→ TEXT SHOWN
============
More than 50 people attended our Mental Health Matters event looking at how well local services meet the needs of people who are LGBT+.
We were lucky to have two great guest speakers - Monty Moncrieff MBE, Chief Executive, London Friend, a charity working to promote the health and well-being of lesbian, gay, bisexual and trans people, and Ben Hoff, Clinical Lead for Mental Health at the sexual health charity Spectra. Monty spoke about how attitudes to LGBT+ people had changed in recent years and how there was greater awareness in all fields.
However, he said many people are still not able to get the services that they need, have to wait for a long time to get help, and often experience a lower level of service. He highlighted studies that show there is still opposition and discrimination, and that many LGBT+ people are reluctant to reveal their sexuality. Monty said: “Although we have made great progress, there is still a long way to go.
Many people still do not feel about to disclose their sexuality at work, think about how long we spend at work and how it must feel if you cannot really be yourself all that time.” He spoke about many challenges faced by the LGBT+ community, including the increased incidence of mental health problems, with 40 per cent of LGBT+ people experiencing a mental health issue at some time in their lives, compared with 25 per cent of the population as a whole. Ben Hoff spoke about young people’s experiences of mental health services. He said nearly half of LGBT+ pupils say they are bullied at school and frequently hear homophobic slurs.
Ben said: “There is a huge issue with young people not getting the help that they need. A study from 2018 indicates more than a third were not accepted into child and adolescent mental health services and nearly a third waited more than a year for treatment.”
He showed a powerful film, made by Spectra, which told the story of one person, their experience and the issues encountered.
Following the presentations there was a lively discussion, which included questions about whether mental health services were adequate.
C&I's Medical Director Dr Vincent Kirchner said that the Trust is working hard to address the issues. Dr James Gray, Consultant Clinical Psychologist said there was a lot of good work being done at the Trust but greater funding was needed.
The event, held in the Conference Hall at St Pancras Hospital, was the latest in our series of Mental Health Matters public presentations and discussions which are held every few months, focusing on different aspects of mental health and wellbeing.
============
[Dataset entries]
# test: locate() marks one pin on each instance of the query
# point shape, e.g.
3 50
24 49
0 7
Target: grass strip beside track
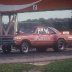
56 66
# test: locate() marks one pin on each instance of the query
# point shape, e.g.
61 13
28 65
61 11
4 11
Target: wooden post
1 26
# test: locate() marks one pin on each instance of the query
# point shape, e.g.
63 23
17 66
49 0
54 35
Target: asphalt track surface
33 56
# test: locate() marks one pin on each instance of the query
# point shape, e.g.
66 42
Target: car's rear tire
6 49
41 49
24 47
60 45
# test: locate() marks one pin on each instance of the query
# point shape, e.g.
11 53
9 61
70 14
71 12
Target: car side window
51 31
============
→ PROBLEM STATEMENT
Output the passage of the event report between "More than 50" and "in all fields.", inclusive, copied exactly. These entries have no connection to the event report above.

→ EXERCISE RESULT
More than 50 people attended our Mental Health Matters event looking at how well local services meet the needs of people who are LGBT+.
We were lucky to have two great guest speakers - Monty Moncrieff MBE, Chief Executive, London Friend, a charity working to promote the health and well-being of lesbian, gay, bisexual and trans people, and Ben Hoff, Clinical Lead for Mental Health at the sexual health charity Spectra. Monty spoke about how attitudes to LGBT+ people had changed in recent years and how there was greater awareness in all fields.